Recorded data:
_ _ _

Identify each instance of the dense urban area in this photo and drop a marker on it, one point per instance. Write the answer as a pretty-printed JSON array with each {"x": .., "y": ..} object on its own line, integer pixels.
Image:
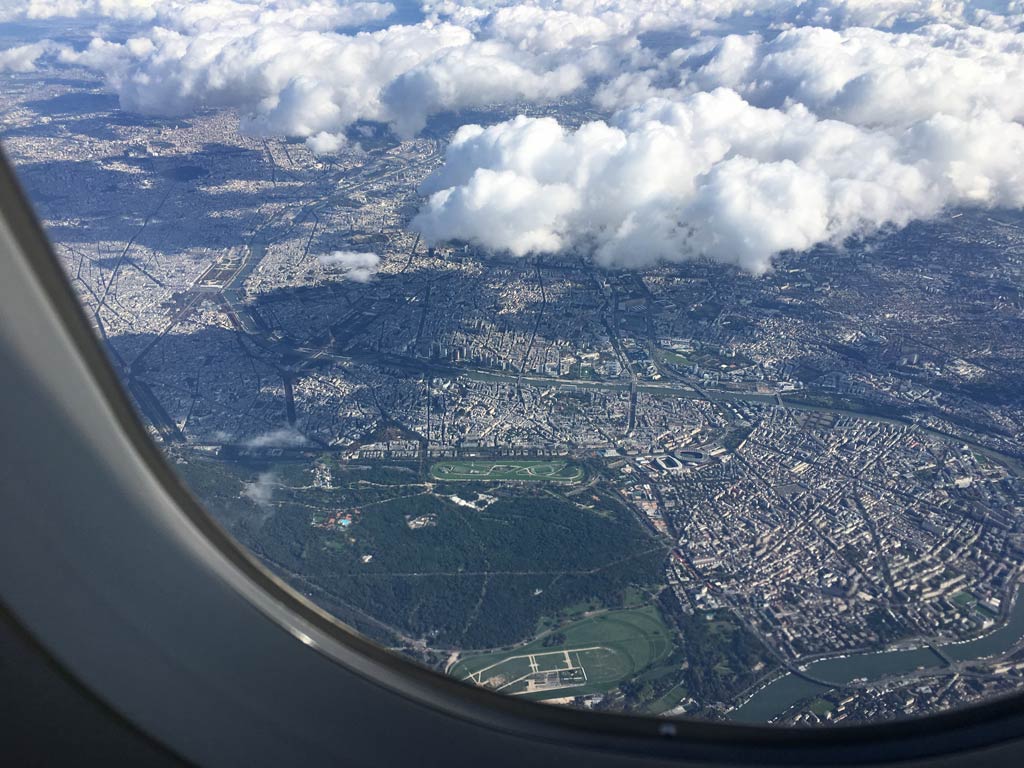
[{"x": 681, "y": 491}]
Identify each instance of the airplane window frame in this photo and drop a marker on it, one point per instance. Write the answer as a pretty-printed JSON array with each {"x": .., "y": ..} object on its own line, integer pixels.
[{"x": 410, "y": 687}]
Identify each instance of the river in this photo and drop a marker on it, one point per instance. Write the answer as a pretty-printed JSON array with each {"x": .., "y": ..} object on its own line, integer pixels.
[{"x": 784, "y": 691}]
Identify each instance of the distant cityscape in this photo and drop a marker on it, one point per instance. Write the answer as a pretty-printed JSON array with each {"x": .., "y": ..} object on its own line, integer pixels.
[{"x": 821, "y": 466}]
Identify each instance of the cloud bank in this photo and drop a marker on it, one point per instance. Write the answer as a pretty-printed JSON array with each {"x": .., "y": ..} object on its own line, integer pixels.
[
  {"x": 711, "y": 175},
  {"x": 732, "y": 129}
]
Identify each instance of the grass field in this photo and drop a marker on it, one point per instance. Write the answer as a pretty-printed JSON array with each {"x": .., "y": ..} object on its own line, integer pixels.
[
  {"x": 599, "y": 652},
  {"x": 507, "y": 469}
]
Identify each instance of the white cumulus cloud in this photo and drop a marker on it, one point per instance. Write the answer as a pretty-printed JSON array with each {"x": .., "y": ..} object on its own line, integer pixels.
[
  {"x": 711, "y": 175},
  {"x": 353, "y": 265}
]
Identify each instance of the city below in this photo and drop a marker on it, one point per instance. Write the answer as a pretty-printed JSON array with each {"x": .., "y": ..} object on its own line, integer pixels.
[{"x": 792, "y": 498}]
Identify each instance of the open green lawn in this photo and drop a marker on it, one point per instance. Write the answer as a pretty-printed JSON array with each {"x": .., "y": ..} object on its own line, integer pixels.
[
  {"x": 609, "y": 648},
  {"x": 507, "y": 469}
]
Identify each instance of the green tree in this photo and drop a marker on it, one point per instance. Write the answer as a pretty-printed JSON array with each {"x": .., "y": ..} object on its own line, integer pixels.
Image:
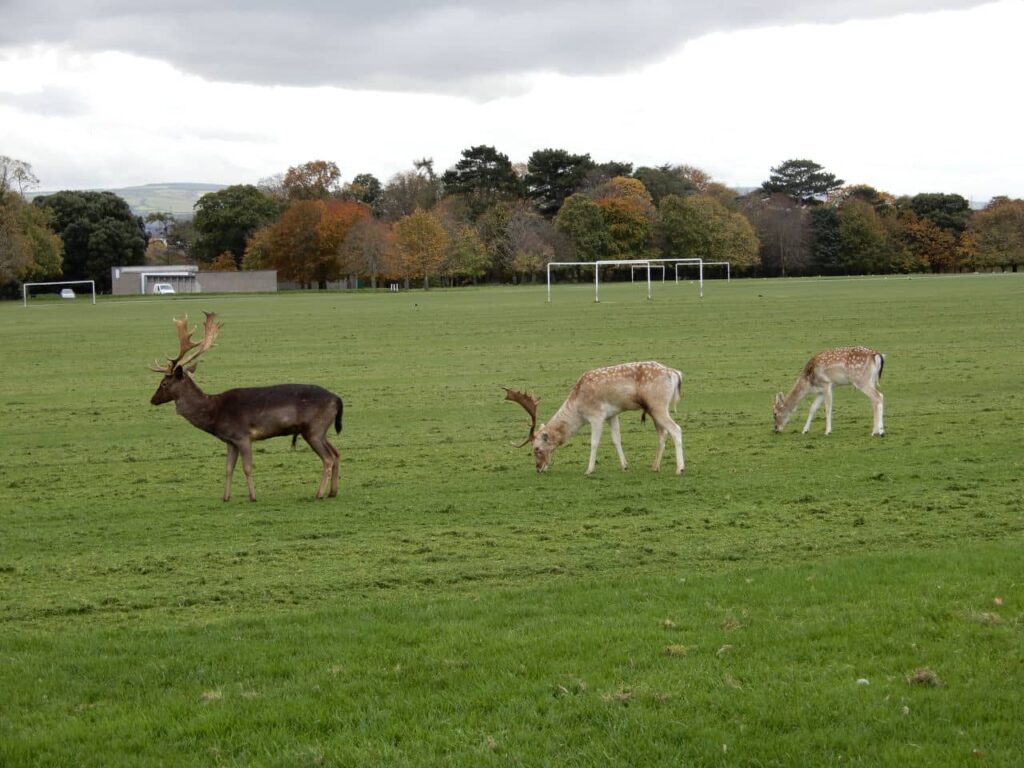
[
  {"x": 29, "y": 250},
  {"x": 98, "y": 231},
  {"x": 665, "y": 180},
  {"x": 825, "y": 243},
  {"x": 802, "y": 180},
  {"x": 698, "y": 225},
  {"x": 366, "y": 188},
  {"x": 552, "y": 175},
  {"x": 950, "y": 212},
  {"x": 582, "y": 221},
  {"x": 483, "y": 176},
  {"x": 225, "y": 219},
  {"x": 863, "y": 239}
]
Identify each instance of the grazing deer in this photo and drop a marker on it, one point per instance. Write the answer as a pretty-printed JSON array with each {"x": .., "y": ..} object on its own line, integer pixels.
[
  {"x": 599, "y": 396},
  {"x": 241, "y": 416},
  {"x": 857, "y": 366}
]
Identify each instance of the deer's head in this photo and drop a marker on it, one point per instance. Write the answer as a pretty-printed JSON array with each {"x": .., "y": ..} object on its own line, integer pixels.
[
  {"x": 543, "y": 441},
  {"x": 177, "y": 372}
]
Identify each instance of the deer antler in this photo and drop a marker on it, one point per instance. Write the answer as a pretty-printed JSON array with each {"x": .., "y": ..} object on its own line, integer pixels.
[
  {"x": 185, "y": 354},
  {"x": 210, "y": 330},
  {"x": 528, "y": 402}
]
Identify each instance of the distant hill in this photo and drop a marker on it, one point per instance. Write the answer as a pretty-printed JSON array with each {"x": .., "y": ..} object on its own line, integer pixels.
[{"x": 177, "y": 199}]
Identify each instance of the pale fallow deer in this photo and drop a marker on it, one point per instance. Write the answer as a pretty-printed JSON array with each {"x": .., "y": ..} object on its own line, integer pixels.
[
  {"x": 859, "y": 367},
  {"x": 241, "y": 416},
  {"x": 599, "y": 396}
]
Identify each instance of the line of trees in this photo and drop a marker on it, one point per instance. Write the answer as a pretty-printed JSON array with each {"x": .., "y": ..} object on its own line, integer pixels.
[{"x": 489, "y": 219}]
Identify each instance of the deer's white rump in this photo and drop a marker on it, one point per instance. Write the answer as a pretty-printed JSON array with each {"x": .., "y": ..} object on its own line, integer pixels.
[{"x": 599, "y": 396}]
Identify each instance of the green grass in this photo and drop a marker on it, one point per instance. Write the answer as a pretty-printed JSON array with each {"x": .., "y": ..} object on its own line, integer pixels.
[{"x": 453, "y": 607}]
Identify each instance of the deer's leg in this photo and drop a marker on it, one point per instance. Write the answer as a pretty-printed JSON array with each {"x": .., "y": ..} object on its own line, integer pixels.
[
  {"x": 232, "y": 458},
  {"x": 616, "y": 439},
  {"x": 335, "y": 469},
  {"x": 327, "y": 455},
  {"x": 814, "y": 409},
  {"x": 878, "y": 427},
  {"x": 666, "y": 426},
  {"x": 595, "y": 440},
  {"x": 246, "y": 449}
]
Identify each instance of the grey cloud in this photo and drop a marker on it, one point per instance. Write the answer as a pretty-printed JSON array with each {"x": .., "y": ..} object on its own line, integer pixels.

_ _ _

TASK: All of the lines above should be retyped precisely, apart from the pictures.

FINISHED ANSWER:
Identify each instance of the dense urban area in this photo and drop a marker on it, one point per instance. Write the answer as a pretty-printed JSON array with each {"x": .., "y": ..} object on its own line, integer pixels.
Image:
[{"x": 681, "y": 491}]
Identify each instance of the airplane window frame in this photo and drop a marker on it, one point per instance. Write the answer as a pretty-printed JSON array with each {"x": .., "y": ..} object on its own line, integer pixels.
[{"x": 410, "y": 687}]
Identify each instance of the river in this photo and drop a marker on it, one point per instance. Write the answer as a pretty-printed JSON array with each {"x": .., "y": ..} object on its own line, integer pixels.
[{"x": 784, "y": 691}]
Identify each instance of the distant cityscape in this photo and drop a marker on it, one point per instance. Write the answer as a pretty-printed JSON array with each {"x": .., "y": ..} object on its own line, integer pixels.
[{"x": 821, "y": 466}]
Identify each instance of the cloud bank in this photo and drop a marker on it, one point per instance. Write the answer as a pretty-printed JSON array with each {"x": .., "y": ..} object on its own line, integer pixels.
[
  {"x": 711, "y": 175},
  {"x": 732, "y": 129}
]
Identify each instance of the grass field in this photo and drop a marker on it, one point per instance. Write the answer as a pretty-printed JSON array with each {"x": .., "y": ..} object on its own line, integer pixels.
[
  {"x": 599, "y": 652},
  {"x": 507, "y": 469}
]
Identify each instance of the white cumulus cloud in this photo and drop a marker on it, one point per instance. Write the answer as a pretty-printed JSON array with each {"x": .., "y": ..} object on its own line, integer pixels.
[
  {"x": 711, "y": 175},
  {"x": 353, "y": 265}
]
Identify each instance of the city below in this photo and drop a marker on it, one point per instance. Write the answer as a pretty-printed JSON array with each {"x": .., "y": ..} object on its own line, integer pixels.
[{"x": 792, "y": 498}]
Identify each instance of the open green lawn in this photo and drop a marker on it, one point per instance. Write the answer as a pretty-printed JSON array with each {"x": .., "y": ..} object on its own line, integer pixels.
[
  {"x": 609, "y": 648},
  {"x": 507, "y": 469}
]
Identify each instance of the green tree in this photo and drop a marker on it, one point per instance. Write the answer as a pretty-printed JSON array with each {"x": .., "y": ..} object on its own line, integer pixels.
Image:
[
  {"x": 29, "y": 250},
  {"x": 98, "y": 231},
  {"x": 665, "y": 180},
  {"x": 825, "y": 243},
  {"x": 802, "y": 180},
  {"x": 698, "y": 225},
  {"x": 366, "y": 188},
  {"x": 552, "y": 175},
  {"x": 950, "y": 212},
  {"x": 582, "y": 221},
  {"x": 483, "y": 176},
  {"x": 225, "y": 219},
  {"x": 863, "y": 239}
]
Identify each instance of the grazing deer in this photo and drop a marker on it, one point per instance. Write the answer as a pretty-printed JSON array with each {"x": .., "y": ..} object on its own line, integer pixels.
[
  {"x": 599, "y": 396},
  {"x": 241, "y": 416},
  {"x": 857, "y": 366}
]
Identify each instance of the deer's head in this photo and drop a marker on it, one point per instance. Write the answer as a pretty-printed JSON array with each {"x": .., "y": ..} object on its own line, integer pixels.
[
  {"x": 543, "y": 441},
  {"x": 177, "y": 372}
]
Identify each instance of the deer antler in this photo and drop a marker on it, one point per instance. Write the answer as a pretty-printed JSON array with each {"x": .., "y": ..} object on its own line, integer pixels.
[
  {"x": 185, "y": 354},
  {"x": 210, "y": 330},
  {"x": 528, "y": 402}
]
Identify each instance of the distant hill in this photo and drop a marker on it, one point per instance. Write the answer as a pretty-printed JSON array with each {"x": .., "y": ..} object on its own line, integer pixels.
[{"x": 177, "y": 199}]
Identify each instance of the pale fallow deer in this photo and drop a marker on it, one point per instance. Write the answer as a pretty-printed JSON array with each {"x": .., "y": ..} object on its own line, integer pixels.
[
  {"x": 859, "y": 367},
  {"x": 241, "y": 416},
  {"x": 599, "y": 396}
]
Identify each instance of the line of trees in this photo and drop a marker on it, one point per instance. Write the answer as a pretty-printed JSON array with each {"x": .., "y": ..} object on its own line, integer pixels.
[{"x": 489, "y": 219}]
Identify each instance of the deer's white rump in this photo and drop a marker on it, one point per instance. Write the answer as a pretty-printed JSON array with each {"x": .., "y": ..} object on its own line, integer pixels.
[{"x": 599, "y": 396}]
Identify each instance of the green grass in this photo and drop a marker on it, one point per instance. Write the answer as a pretty-printed JSON array with each {"x": .., "y": ..} object on its own line, integer pixels.
[{"x": 453, "y": 607}]
Identify each instance of the deer's leg in this photo and drop a marker on it, one point per instance. Write the answer as a pretty-printed JSON array with each {"x": .., "y": ..} object on its own line, integer pixels.
[
  {"x": 232, "y": 458},
  {"x": 616, "y": 439},
  {"x": 335, "y": 469},
  {"x": 327, "y": 455},
  {"x": 814, "y": 409},
  {"x": 878, "y": 427},
  {"x": 666, "y": 426},
  {"x": 595, "y": 440},
  {"x": 246, "y": 449}
]
Identify each instance of the grey cloud in this photo and drop a marker on it, one point per instance. Write the answer as a pretty-printed JSON array with each {"x": .., "y": ..} object on its own line, integer pixels.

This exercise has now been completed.